• Material:

## Start

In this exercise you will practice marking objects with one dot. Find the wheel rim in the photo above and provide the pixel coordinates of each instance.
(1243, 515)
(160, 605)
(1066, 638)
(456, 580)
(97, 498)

## End

• Set task:
Copy out every line of the entries, requests included. Scale each pixel coordinate in the answers by 1.35 and round to the nearest whole number, rounding halves up.

• Exercise solution:
In this exercise you will practice marking objects with one dot. Find the wheel rim in the photo above and provide the pixel coordinates of each instance.
(1678, 695)
(216, 817)
(1439, 861)
(616, 783)
(131, 672)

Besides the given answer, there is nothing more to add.